PROVIDED DATA
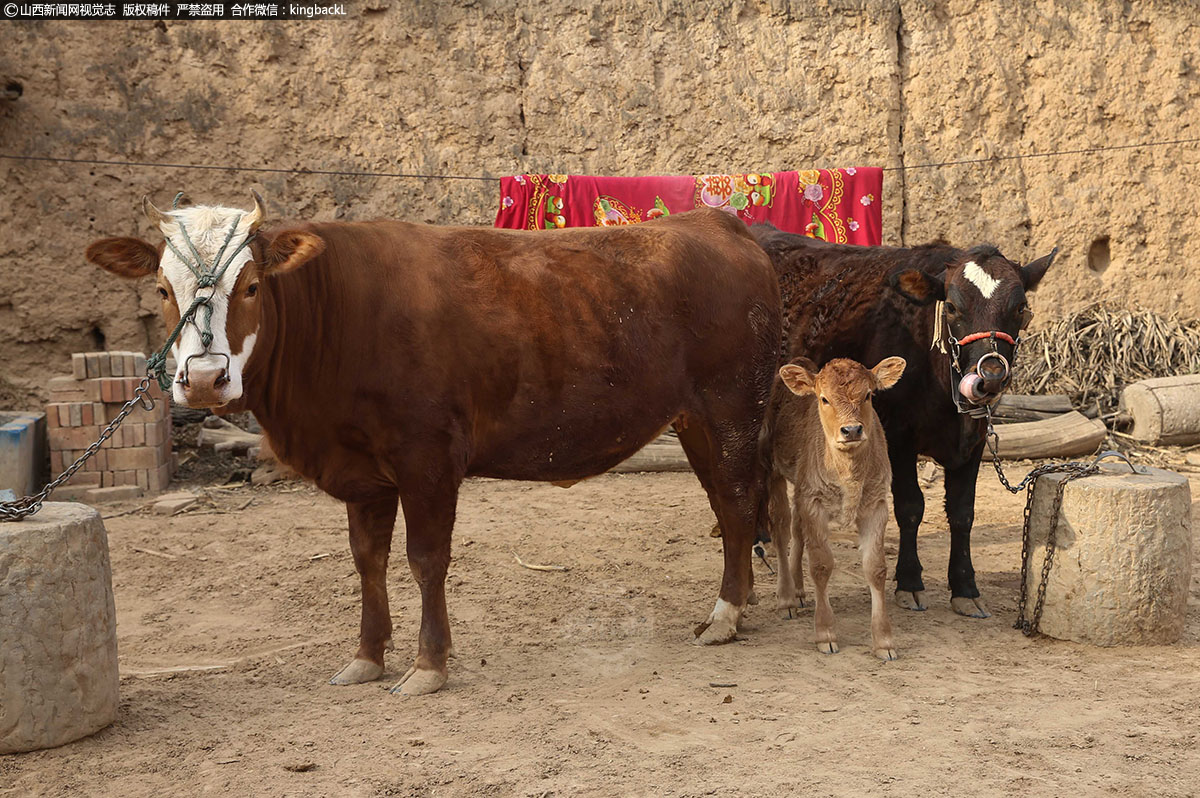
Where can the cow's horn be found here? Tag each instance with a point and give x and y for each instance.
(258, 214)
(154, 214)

...

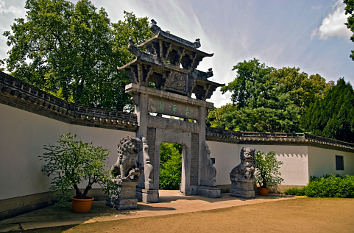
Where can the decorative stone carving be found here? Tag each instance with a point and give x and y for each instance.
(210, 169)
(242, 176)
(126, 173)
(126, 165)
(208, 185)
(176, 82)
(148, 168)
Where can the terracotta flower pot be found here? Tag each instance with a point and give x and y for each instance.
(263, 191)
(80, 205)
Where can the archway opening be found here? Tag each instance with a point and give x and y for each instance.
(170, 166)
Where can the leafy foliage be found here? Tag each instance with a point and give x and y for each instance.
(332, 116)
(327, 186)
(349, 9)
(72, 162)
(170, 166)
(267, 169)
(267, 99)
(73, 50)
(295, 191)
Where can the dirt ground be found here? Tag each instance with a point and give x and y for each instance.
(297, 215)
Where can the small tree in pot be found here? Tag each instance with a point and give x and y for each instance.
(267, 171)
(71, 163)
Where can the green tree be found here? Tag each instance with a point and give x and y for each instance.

...

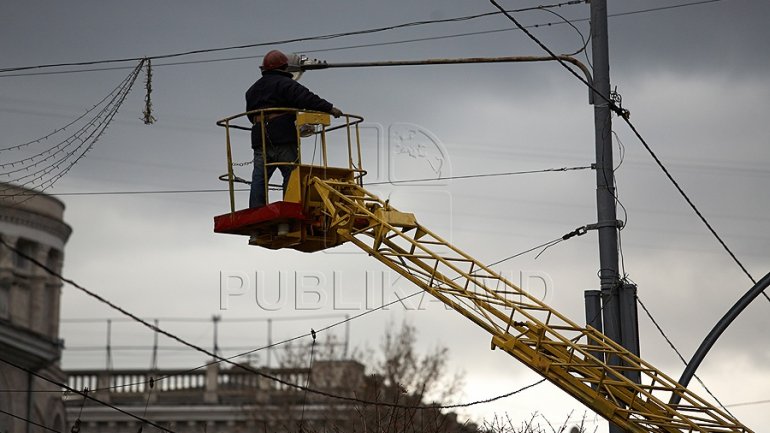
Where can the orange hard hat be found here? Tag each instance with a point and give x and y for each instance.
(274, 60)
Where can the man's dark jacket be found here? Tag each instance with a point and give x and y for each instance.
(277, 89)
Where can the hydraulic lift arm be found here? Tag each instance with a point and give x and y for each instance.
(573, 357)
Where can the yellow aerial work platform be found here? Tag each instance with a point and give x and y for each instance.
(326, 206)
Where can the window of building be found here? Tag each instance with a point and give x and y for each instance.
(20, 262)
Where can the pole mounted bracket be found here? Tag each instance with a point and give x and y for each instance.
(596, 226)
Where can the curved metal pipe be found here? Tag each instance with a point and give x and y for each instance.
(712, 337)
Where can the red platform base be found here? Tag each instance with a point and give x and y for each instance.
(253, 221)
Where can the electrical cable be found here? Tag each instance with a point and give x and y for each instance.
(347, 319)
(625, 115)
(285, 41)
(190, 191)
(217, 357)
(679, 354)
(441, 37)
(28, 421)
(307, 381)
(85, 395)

WHAT THE TASK ASKS
Locate every line in the data above that contains the word "tree" and copy each of those lines in full.

RESULT OF THIS TASK
Where can the small tree in pot be found here? Tag each instance with a point and give x and y for each instance.
Where can the green tree be found here? Tag each instance with a point and give x and y for each instance.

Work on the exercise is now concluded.